**TASK STATEMENT:**
Count the lines in the records below that contain the string "rough". Reply with the number alone.

**ENTRIES SHOWN:**
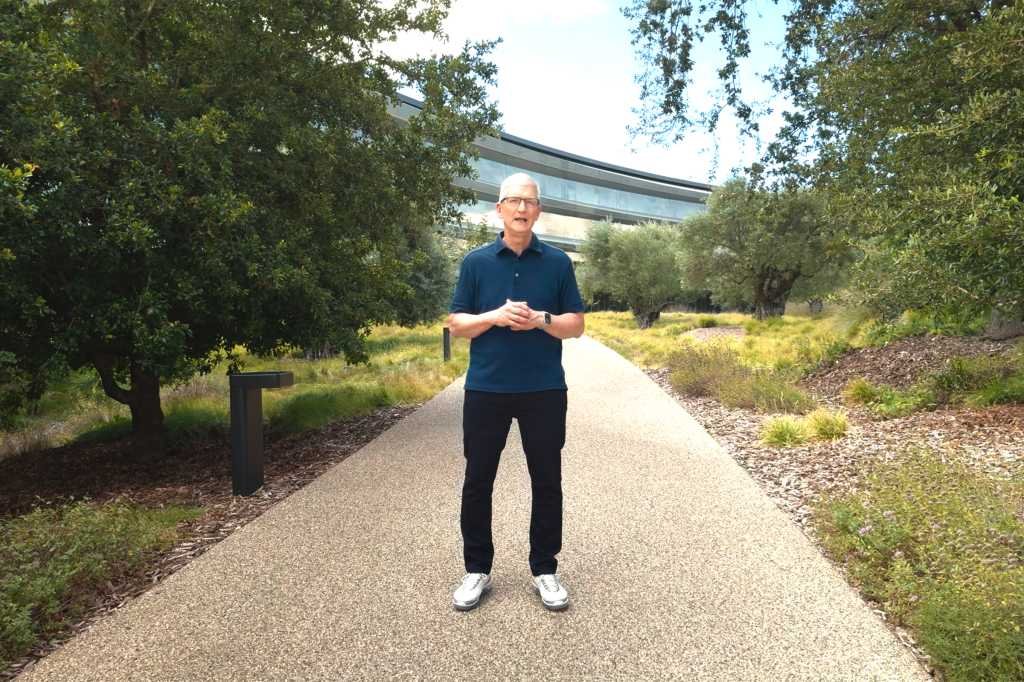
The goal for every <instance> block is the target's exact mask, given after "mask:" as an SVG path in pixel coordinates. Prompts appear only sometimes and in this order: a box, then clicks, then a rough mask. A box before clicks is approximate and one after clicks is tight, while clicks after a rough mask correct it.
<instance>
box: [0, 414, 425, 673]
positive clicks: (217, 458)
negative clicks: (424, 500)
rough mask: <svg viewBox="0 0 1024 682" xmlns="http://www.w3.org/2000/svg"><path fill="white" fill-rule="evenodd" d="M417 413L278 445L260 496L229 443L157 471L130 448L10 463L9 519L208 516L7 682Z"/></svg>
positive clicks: (4, 464)
mask: <svg viewBox="0 0 1024 682" xmlns="http://www.w3.org/2000/svg"><path fill="white" fill-rule="evenodd" d="M416 409H417V408H416V407H403V408H385V409H382V410H378V411H377V412H375V413H373V414H371V415H367V416H364V417H357V418H354V419H349V420H345V421H341V422H336V423H334V424H331V425H330V426H328V427H326V428H324V429H321V430H317V431H314V432H312V433H309V432H307V433H303V434H299V435H295V436H288V437H284V438H279V439H275V440H269V441H268V442H266V443H265V447H264V485H263V487H262V488H260V489H259V491H258V492H257V493H256V495H254V496H252V497H244V498H243V497H233V496H232V495H231V467H230V444H229V442H228V441H227V436H226V434H211V436H210V437H209V438H206V439H203V440H198V441H193V442H190V443H188V445H187V446H186V447H181V449H178V450H176V451H171V452H169V453H167V455H166V457H163V458H161V459H160V460H157V461H148V462H144V461H139V460H138V459H137V458H136V457H134V456H133V454H132V453H131V452H130V450H129V449H127V447H126V446H125V445H124V444H122V443H113V444H111V443H105V444H92V445H67V446H65V447H57V449H53V450H49V451H43V452H37V453H28V454H24V455H19V456H16V457H12V458H8V459H5V460H2V461H0V517H3V516H10V515H14V514H20V513H24V512H27V511H30V510H31V509H32V508H33V507H34V506H39V505H55V504H60V503H65V502H70V501H72V500H82V499H90V500H94V501H97V502H105V501H110V500H115V499H119V498H120V499H121V500H124V501H129V502H134V503H137V504H140V505H145V506H147V507H160V506H163V505H194V506H198V507H202V508H203V509H204V510H205V513H204V514H203V516H201V517H200V518H198V519H196V520H195V521H190V522H188V523H184V524H182V525H181V526H180V528H179V529H180V531H181V539H180V540H179V542H178V543H177V544H176V545H175V546H174V547H172V548H171V549H170V550H168V551H167V552H163V553H160V554H155V555H154V556H152V557H151V559H150V561H148V562H147V563H146V565H145V566H144V567H143V569H142V570H140V571H138V572H137V573H135V574H131V576H123V577H121V578H120V579H118V580H117V581H115V582H112V583H109V584H108V585H106V586H105V588H104V589H102V590H100V591H99V592H97V593H96V594H94V595H93V596H92V601H93V605H92V607H91V608H90V609H89V610H88V611H87V612H86V613H85V614H84V615H83V616H82V617H81V619H80V620H79V621H78V622H77V623H75V624H74V625H73V627H72V628H71V629H70V630H69V631H67V632H65V633H62V634H61V635H60V636H59V637H56V638H54V639H51V640H50V641H47V642H44V643H43V644H42V645H40V646H39V647H37V648H36V650H34V651H33V652H32V653H31V654H30V655H28V656H26V657H25V658H23V659H22V660H19V662H17V663H15V664H14V665H12V666H11V667H9V668H7V669H6V670H2V671H0V680H3V679H10V678H12V677H14V676H15V675H17V674H18V673H20V672H22V671H23V670H24V669H25V668H26V667H28V666H32V665H33V664H34V663H35V662H36V660H38V659H39V658H41V657H43V656H45V655H46V654H47V653H49V652H50V651H52V650H54V649H55V648H57V647H58V646H59V645H60V644H61V643H62V642H65V641H67V640H68V639H69V638H71V637H72V636H74V635H75V634H76V633H77V632H80V631H81V630H82V629H84V628H85V627H87V626H88V625H89V624H90V623H92V622H93V621H95V620H96V619H98V617H101V616H102V615H103V614H104V613H106V612H108V611H111V610H114V609H116V608H118V607H119V606H121V605H122V604H124V603H126V602H127V601H128V600H129V599H131V598H133V597H135V596H137V595H139V594H141V593H143V592H145V591H146V590H148V589H150V588H152V587H153V586H154V585H157V584H159V583H160V581H161V580H163V579H164V578H166V577H167V576H170V574H171V573H173V572H174V571H176V570H178V569H179V568H181V567H182V566H184V565H185V564H187V563H188V562H189V561H191V560H193V559H195V558H196V557H197V556H200V555H201V554H203V553H204V552H206V550H208V549H209V548H210V547H211V546H213V545H214V544H216V543H218V542H220V541H221V540H223V539H224V538H226V537H227V536H229V535H231V532H233V531H234V530H236V529H237V528H239V527H241V526H243V525H245V524H246V523H248V522H249V521H251V520H253V519H254V518H256V517H258V516H259V515H260V514H262V513H263V512H264V511H266V510H267V509H268V508H269V507H271V506H272V505H273V504H275V503H276V502H279V501H281V500H283V499H284V498H286V497H288V496H289V495H291V494H292V493H293V492H295V491H297V489H299V488H300V487H302V486H304V485H305V484H306V483H308V482H310V481H312V480H313V479H314V478H316V477H317V476H319V475H321V474H322V473H324V472H325V471H326V470H327V469H329V468H330V467H332V466H334V465H335V464H338V463H339V462H341V461H343V460H344V459H346V458H347V457H348V456H349V455H351V454H352V453H354V452H355V451H357V450H358V449H359V447H361V446H362V445H364V444H366V443H368V442H370V441H371V440H373V439H374V438H375V437H377V435H379V434H380V433H382V432H383V431H385V430H387V429H388V428H389V427H390V426H391V425H392V424H394V423H395V422H397V421H398V420H400V419H402V418H403V417H406V416H407V415H409V414H410V413H412V412H414V411H415V410H416Z"/></svg>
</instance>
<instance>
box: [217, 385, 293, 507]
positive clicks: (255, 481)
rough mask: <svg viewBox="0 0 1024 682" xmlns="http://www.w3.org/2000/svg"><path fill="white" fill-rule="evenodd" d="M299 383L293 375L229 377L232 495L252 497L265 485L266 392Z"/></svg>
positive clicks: (231, 487) (286, 386)
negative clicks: (264, 430) (264, 426)
mask: <svg viewBox="0 0 1024 682" xmlns="http://www.w3.org/2000/svg"><path fill="white" fill-rule="evenodd" d="M294 383H295V377H294V376H293V375H292V373H291V372H241V373H239V374H231V375H228V384H229V385H230V387H231V495H246V496H248V495H252V494H253V493H255V492H256V491H258V489H259V488H260V486H262V485H263V393H262V391H263V389H264V388H285V387H287V386H292V385H293V384H294Z"/></svg>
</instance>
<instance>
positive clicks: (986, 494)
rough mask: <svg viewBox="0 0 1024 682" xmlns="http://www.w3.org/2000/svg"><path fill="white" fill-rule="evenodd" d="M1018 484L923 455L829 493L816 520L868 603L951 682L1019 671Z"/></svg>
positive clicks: (826, 497) (816, 505)
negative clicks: (832, 494) (874, 608)
mask: <svg viewBox="0 0 1024 682" xmlns="http://www.w3.org/2000/svg"><path fill="white" fill-rule="evenodd" d="M1022 503H1024V482H1022V481H1020V480H1017V481H1006V480H999V479H995V478H991V477H988V476H986V475H984V474H982V473H979V472H977V471H975V470H973V469H972V468H971V467H970V466H968V465H966V464H964V463H963V462H959V461H957V460H954V459H950V458H949V457H948V455H943V456H940V455H939V454H936V453H932V452H930V451H925V450H919V451H911V452H909V453H907V454H906V456H905V458H904V460H903V461H898V462H890V463H879V464H876V465H874V466H872V467H871V471H870V473H869V474H868V476H867V477H866V479H865V481H864V484H863V486H862V489H860V491H859V492H856V493H853V494H849V495H844V496H842V497H837V498H830V497H827V496H826V497H825V498H824V499H822V501H821V502H819V503H818V504H816V505H815V509H814V515H813V519H814V523H815V526H816V528H817V531H818V536H819V537H820V538H821V540H822V543H823V545H824V547H825V549H826V551H827V552H828V553H829V555H831V556H833V557H834V558H835V559H837V560H839V561H842V562H845V563H846V565H847V566H848V568H849V570H850V574H851V577H852V578H853V579H854V581H855V582H856V583H857V584H858V585H860V586H861V589H862V591H863V592H864V593H865V595H866V596H867V597H868V598H871V599H877V600H880V601H882V602H883V603H884V605H885V607H886V610H887V611H888V612H889V613H890V614H891V615H892V617H894V619H895V621H896V622H897V623H909V624H911V625H913V626H914V627H915V628H916V629H918V632H916V636H918V639H919V641H920V642H921V643H922V645H923V646H924V647H925V649H926V651H927V652H928V653H929V655H931V656H932V657H933V659H934V660H935V662H936V663H938V664H940V665H941V666H942V667H943V668H944V669H945V671H944V672H945V674H946V678H947V679H950V680H1014V679H1022V678H1021V673H1022V672H1024V640H1022V633H1021V630H1022V624H1024V599H1021V594H1024V568H1022V566H1021V565H1020V557H1021V556H1022V553H1024V520H1022V519H1021V518H1019V517H1018V510H1019V509H1020V508H1021V505H1022Z"/></svg>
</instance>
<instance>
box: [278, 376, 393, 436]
mask: <svg viewBox="0 0 1024 682" xmlns="http://www.w3.org/2000/svg"><path fill="white" fill-rule="evenodd" d="M387 404H390V400H389V399H388V395H387V391H386V390H384V388H383V387H382V386H380V385H377V384H364V385H358V384H356V385H343V386H316V387H313V388H310V389H307V390H304V391H302V392H296V393H294V394H292V395H288V396H287V397H284V398H282V399H280V400H278V401H276V402H275V403H274V404H273V407H272V409H271V410H268V417H269V421H270V429H271V430H273V431H276V432H280V433H299V432H300V431H307V430H309V429H316V428H321V427H323V426H326V425H327V424H329V423H331V422H332V421H334V420H336V419H344V418H346V417H352V416H355V415H360V414H366V413H368V412H371V411H373V410H375V409H376V408H382V407H384V406H387Z"/></svg>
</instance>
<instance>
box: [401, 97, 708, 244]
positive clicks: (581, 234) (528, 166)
mask: <svg viewBox="0 0 1024 682" xmlns="http://www.w3.org/2000/svg"><path fill="white" fill-rule="evenodd" d="M420 109H421V102H419V101H418V100H416V99H413V98H412V97H407V96H404V95H400V101H399V104H398V106H397V108H396V110H394V115H395V116H396V117H397V118H399V119H408V118H410V117H412V116H415V115H416V114H417V113H418V112H419V111H420ZM476 144H477V147H478V148H479V152H480V158H479V159H477V160H476V162H475V164H474V165H475V166H476V173H477V176H476V177H475V178H461V179H459V180H458V181H457V183H458V184H460V185H461V186H464V187H467V188H469V189H471V190H472V191H473V194H474V195H475V197H476V202H475V203H473V204H470V205H468V206H465V207H463V212H464V213H465V215H466V220H467V222H468V223H471V224H476V223H479V222H480V221H483V222H485V223H486V224H488V225H489V226H490V227H492V229H494V230H495V231H496V232H497V231H499V230H500V229H501V223H500V222H499V221H498V216H497V214H496V212H495V203H496V202H497V201H498V189H499V186H500V185H501V182H502V180H504V179H505V178H506V177H508V176H509V175H512V174H513V173H519V172H524V173H528V174H529V175H530V176H532V177H534V178H535V179H536V180H537V181H538V182H540V184H541V201H542V205H543V210H544V212H543V213H542V214H541V218H540V220H538V222H537V224H536V225H535V230H536V231H537V233H538V235H539V236H540V237H541V238H542V239H543V240H544V241H546V242H550V243H551V244H553V245H555V246H557V247H559V248H561V249H563V250H564V251H568V252H570V254H572V252H575V251H578V248H579V246H580V244H581V243H582V242H583V240H584V239H585V238H586V235H587V229H588V228H589V227H590V226H591V225H592V224H594V222H597V221H602V220H607V221H610V222H613V223H618V224H625V225H632V224H636V223H639V222H645V221H648V220H657V221H676V220H681V219H683V218H685V217H686V216H688V215H692V214H694V213H698V212H700V211H703V210H705V202H706V201H707V199H708V196H709V195H710V194H711V190H712V185H710V184H707V183H703V182H694V181H692V180H682V179H678V178H672V177H666V176H664V175H655V174H653V173H645V172H643V171H637V170H633V169H630V168H624V167H622V166H615V165H612V164H606V163H603V162H600V161H595V160H594V159H587V158H585V157H580V156H577V155H573V154H569V153H567V152H562V151H560V150H555V148H552V147H549V146H545V145H543V144H539V143H537V142H531V141H529V140H527V139H523V138H521V137H516V136H515V135H509V134H506V133H502V134H501V136H500V137H481V138H480V139H478V140H477V141H476ZM572 255H573V256H574V254H572Z"/></svg>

**EXERCISE RESPONSE:**
4